**** PROVIDED DATA ****

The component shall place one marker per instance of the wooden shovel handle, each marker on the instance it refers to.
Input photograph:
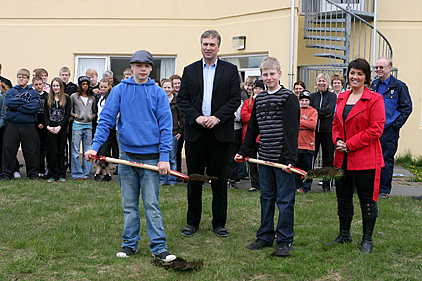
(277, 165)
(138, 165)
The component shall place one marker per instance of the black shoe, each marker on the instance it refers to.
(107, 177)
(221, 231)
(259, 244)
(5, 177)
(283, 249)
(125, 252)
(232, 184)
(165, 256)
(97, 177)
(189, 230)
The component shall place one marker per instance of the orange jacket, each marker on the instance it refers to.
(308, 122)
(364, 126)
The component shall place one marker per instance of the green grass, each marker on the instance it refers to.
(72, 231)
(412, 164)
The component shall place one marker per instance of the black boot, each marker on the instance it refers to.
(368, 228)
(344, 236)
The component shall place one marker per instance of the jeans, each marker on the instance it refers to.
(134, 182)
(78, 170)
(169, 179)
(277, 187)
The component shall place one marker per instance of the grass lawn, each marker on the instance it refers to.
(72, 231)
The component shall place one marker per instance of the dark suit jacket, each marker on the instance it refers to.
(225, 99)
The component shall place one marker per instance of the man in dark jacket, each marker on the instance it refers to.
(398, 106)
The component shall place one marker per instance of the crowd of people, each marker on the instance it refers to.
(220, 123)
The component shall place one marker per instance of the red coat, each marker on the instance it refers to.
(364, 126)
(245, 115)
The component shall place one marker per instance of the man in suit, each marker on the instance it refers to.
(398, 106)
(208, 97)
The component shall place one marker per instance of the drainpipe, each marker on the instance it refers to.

****

Only the records, copied exactly and without pictures, should make up the answer.

RESPONSE AREA ▸
The component shall place one marker per instance of the wooden shovel handle, each marker on the instance it refers to.
Input photograph:
(277, 165)
(138, 165)
The component shall place one marker per instance of the black shoe, each marker on the instance it refers to.
(107, 177)
(221, 231)
(259, 244)
(5, 177)
(283, 249)
(125, 252)
(232, 184)
(165, 256)
(97, 177)
(189, 230)
The component shall place one marker per instance of the orange jacket, each marker on the instance it refers to.
(308, 122)
(364, 126)
The component shall place one marker per instance of the green grass, each marker on the instance it refers to.
(72, 231)
(412, 164)
The component shall place one marker per instance of the black boot, each marker on the instance it refers to.
(368, 228)
(344, 236)
The component shall place one marker per instance of the jeans, each marker on the instance it refers to.
(134, 182)
(78, 170)
(169, 179)
(277, 187)
The component shall place one marker per instance of the grass lawn, each marker on the instance it refers to.
(72, 231)
The component shall place one marker per instance of the dark suit jacket, each marker on the instance it refers to.
(225, 99)
The component shall place one marker per instance of the man in dark jacket, each marker on the instance it refers to.
(398, 106)
The component shall place one marker per instance of the crowd of people, each marker on the instance it refers to.
(220, 123)
The component shall place one marker per instance of the red coat, each marker on the instance it refers to.
(364, 126)
(245, 115)
The component shall place one marker per instance of the man in suit, each marker on the instance it refers to.
(398, 106)
(208, 97)
The component shall place one marker per instance of the drainpipe, each marker on the instance it refers to.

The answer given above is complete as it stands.